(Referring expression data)
--------------------------------------------------
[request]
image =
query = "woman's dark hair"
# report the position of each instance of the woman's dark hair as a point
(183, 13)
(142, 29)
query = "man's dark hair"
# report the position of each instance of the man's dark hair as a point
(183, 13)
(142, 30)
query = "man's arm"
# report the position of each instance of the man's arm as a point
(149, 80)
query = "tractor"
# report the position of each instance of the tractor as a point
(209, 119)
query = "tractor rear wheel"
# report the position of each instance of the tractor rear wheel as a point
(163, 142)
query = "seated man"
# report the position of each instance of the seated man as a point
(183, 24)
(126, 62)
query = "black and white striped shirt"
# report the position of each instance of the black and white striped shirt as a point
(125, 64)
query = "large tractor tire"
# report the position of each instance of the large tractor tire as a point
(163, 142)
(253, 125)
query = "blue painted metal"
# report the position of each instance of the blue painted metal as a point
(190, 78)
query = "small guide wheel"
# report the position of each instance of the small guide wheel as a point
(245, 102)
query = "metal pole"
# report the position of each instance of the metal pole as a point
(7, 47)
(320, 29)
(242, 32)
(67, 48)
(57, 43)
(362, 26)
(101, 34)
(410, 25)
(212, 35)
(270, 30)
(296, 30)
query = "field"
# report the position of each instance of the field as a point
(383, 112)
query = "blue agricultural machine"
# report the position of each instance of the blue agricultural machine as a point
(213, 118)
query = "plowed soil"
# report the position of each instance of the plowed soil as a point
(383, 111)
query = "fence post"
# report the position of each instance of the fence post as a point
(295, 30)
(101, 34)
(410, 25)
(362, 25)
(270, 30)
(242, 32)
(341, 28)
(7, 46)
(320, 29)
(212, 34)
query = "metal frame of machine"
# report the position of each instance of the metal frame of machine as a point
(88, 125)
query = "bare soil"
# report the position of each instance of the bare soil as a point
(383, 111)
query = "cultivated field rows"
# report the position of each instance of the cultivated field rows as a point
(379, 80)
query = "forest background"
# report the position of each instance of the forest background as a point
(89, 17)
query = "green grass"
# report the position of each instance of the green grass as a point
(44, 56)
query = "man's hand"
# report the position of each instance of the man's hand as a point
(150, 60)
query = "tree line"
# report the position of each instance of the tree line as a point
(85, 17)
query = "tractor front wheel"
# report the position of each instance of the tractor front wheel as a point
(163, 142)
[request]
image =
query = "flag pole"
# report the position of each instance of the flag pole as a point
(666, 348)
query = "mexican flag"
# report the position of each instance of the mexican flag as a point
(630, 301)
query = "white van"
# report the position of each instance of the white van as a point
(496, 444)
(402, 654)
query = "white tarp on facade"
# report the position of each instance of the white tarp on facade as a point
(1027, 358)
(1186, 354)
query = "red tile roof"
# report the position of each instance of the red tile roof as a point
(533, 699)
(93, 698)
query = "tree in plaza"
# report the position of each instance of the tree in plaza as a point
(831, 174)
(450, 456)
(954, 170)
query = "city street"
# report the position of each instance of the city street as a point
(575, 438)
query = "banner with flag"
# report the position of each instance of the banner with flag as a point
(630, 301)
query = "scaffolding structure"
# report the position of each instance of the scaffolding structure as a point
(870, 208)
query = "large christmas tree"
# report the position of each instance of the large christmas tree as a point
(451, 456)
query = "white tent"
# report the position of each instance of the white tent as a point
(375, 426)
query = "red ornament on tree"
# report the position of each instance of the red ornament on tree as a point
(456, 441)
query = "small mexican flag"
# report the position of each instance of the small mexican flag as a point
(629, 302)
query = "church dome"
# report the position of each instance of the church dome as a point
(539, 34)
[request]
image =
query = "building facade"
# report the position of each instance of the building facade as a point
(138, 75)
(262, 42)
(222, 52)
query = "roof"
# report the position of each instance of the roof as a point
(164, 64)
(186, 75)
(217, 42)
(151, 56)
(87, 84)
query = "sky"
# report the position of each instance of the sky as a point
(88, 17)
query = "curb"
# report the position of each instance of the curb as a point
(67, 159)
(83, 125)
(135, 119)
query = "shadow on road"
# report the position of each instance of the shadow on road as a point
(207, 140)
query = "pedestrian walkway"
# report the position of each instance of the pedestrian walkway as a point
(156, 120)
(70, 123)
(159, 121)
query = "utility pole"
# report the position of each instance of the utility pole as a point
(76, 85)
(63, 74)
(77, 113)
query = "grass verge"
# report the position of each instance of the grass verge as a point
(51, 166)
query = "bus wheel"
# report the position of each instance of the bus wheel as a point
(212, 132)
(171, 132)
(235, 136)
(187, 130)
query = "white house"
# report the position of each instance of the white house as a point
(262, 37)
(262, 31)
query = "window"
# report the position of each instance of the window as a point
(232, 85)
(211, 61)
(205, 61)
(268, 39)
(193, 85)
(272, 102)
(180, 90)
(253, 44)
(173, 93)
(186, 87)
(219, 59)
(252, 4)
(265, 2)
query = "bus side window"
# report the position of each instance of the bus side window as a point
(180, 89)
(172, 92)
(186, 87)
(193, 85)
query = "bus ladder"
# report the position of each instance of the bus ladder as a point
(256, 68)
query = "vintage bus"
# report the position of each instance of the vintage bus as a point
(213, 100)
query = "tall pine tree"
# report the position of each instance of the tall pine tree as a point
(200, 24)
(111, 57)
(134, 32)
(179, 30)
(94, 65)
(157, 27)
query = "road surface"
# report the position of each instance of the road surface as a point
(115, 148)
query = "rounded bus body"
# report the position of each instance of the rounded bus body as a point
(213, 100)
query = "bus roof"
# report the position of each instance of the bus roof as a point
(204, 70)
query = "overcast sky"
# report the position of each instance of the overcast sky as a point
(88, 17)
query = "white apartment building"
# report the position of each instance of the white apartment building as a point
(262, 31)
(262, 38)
--------------------------------------------------
Please reproduce each entry exactly as it appears.

[request]
image =
query = "woman's dark hair"
# report the position of each instance of the woman's dark hair as a point
(183, 13)
(142, 29)
query = "man's dark hair"
# report the position of each instance of the man's dark hair as a point
(183, 13)
(142, 30)
query = "man's arm"
# report the position of each instance of the man's arm as a point
(149, 80)
query = "tractor"
# report the position of each instance of the tractor as a point
(209, 119)
query = "tractor rear wheel"
# report the position of each instance of the tractor rear wheel as a point
(163, 142)
query = "seated man"
# report the position of each instance of the seated man as a point
(183, 24)
(126, 62)
query = "black and white striped shirt"
# report the position of each instance of the black and white striped shirt as a point
(125, 64)
query = "large tractor tire"
# report the position of each instance of the large tractor tire as a point
(163, 142)
(253, 125)
query = "blue painted metal"
# report the position of each instance of the blue painted metal as a point
(190, 78)
query = "small guide wheel"
# report the position of each instance of the small guide wheel as a point
(245, 102)
query = "metal pole"
# report the position of each instance of the metal pole as a point
(7, 47)
(320, 29)
(242, 32)
(67, 48)
(57, 43)
(362, 26)
(101, 34)
(410, 25)
(212, 35)
(270, 30)
(296, 30)
query = "field"
# report the position of each instance of the field as a point
(383, 112)
query = "blue agricultural machine"
# report the position of each instance of the blue agricultural machine as a point
(213, 118)
query = "plowed soil"
# report the position of each instance of the plowed soil as a point
(383, 111)
query = "fence post"
# report the position of each instance of the fence post as a point
(295, 30)
(101, 34)
(410, 25)
(362, 25)
(270, 30)
(242, 32)
(341, 28)
(7, 46)
(320, 29)
(212, 34)
query = "metal frame of machine"
# report the position of each instance of the metal frame of machine as a point
(88, 125)
query = "bare soil"
# report the position of each instance of the bare soil as a point
(383, 111)
query = "cultivated field rows"
# report the position of each instance of the cultivated field rows as a point
(379, 80)
query = "forest background"
# report the position of each instance of the forest background as a point
(89, 17)
query = "green grass"
# report the position of each instance of the green grass as a point
(44, 56)
query = "man's hand"
# report the position of each instance of the man's hand as a point
(150, 60)
query = "tree line"
# report the position of each instance of the tree line as a point
(85, 17)
query = "tractor front wheel"
# report the position of each instance of the tractor front wheel as a point
(163, 142)
[request]
image =
query = "flag pole"
# report the position of each instance of the flag pole as a point
(666, 348)
query = "mexican flag"
# report the position of each instance of the mexican flag as a point
(630, 301)
query = "white van"
# report the position of each instance of the white van as a point
(496, 444)
(402, 654)
query = "white tarp on facade"
# report the position of each instance of the white tarp on facade as a point
(1027, 358)
(1186, 354)
query = "red tile roof"
# report the position of each instance of the red tile roof as a point
(533, 699)
(93, 698)
query = "tree in plaza"
# report the position of each instance of the tree in plaza as a point
(831, 174)
(450, 456)
(954, 170)
query = "city street"
# report the position of each instance of the city street as a point
(575, 438)
query = "banner with flag"
# report the position of each instance of the banner with flag as a point
(630, 301)
query = "scaffolding structure"
# report the position of each instance of the scaffolding structure as a point
(870, 208)
query = "large christmas tree"
# report the position of each instance of the large christmas tree as a point
(451, 456)
query = "white tent"
# report the position of each instance of the white tent as a point
(375, 426)
query = "red ornament on tree"
# report the position of each instance of the red ornament on tree as a point
(456, 441)
query = "small mexican flag"
# report the position of each instance of the small mexican flag as a point
(629, 302)
query = "church dome"
# report the position of each instance of the church dome as a point
(539, 34)
[request]
image =
query = "building facade"
# report the position of each instance of the building facade as a point
(138, 75)
(262, 42)
(222, 52)
query = "roof"
# report the position of each instance of the roof as a point
(164, 64)
(186, 75)
(217, 42)
(151, 56)
(87, 84)
query = "sky"
# report the position of each instance of the sky as a point
(88, 17)
query = "curb"
# report the position of each instance of the curb as a point
(67, 159)
(83, 125)
(135, 119)
query = "shadow on road"
# report the position of each instance of the shadow on road as a point
(207, 140)
query = "pedestrian walkway"
# report the position of each instance of the pedestrian walkway as a point
(156, 120)
(70, 123)
(159, 121)
query = "utility pole"
# report the position of each instance of the utility pole as a point
(76, 85)
(63, 74)
(77, 113)
query = "grass verge"
# report the position of each instance of the grass verge as a point
(51, 166)
query = "bus wheel"
# report the position of each instance of the bus wheel as a point
(212, 132)
(171, 132)
(235, 136)
(187, 130)
query = "white house"
# report the position of each instance of the white house as a point
(262, 37)
(262, 31)
query = "window"
# report the position of each instance of the window as a point
(232, 85)
(211, 61)
(205, 61)
(268, 39)
(193, 85)
(272, 102)
(180, 90)
(253, 44)
(173, 93)
(186, 87)
(219, 59)
(252, 4)
(265, 2)
query = "bus side window"
# report the position of each instance of the bus side window as a point
(180, 89)
(172, 92)
(186, 87)
(193, 85)
query = "bus ladder"
# report the position of each instance of the bus ladder as a point
(256, 68)
query = "vintage bus"
# report the position of each instance of the vintage bus as a point
(213, 100)
query = "tall pine tree"
# report the position of each instance of the tall pine tree as a point
(200, 24)
(111, 57)
(134, 32)
(179, 30)
(94, 65)
(157, 27)
query = "road surface"
# report the position of each instance of the road surface as a point
(115, 148)
query = "rounded bus body"
# report the position of each instance of the rounded bus body as a point
(213, 100)
query = "bus roof"
# report the position of each instance of the bus roof as a point
(204, 70)
query = "overcast sky"
# report the position of each instance of the overcast sky as a point
(88, 17)
query = "white apartment building"
# report the position of each instance of the white apartment building as a point
(262, 31)
(262, 38)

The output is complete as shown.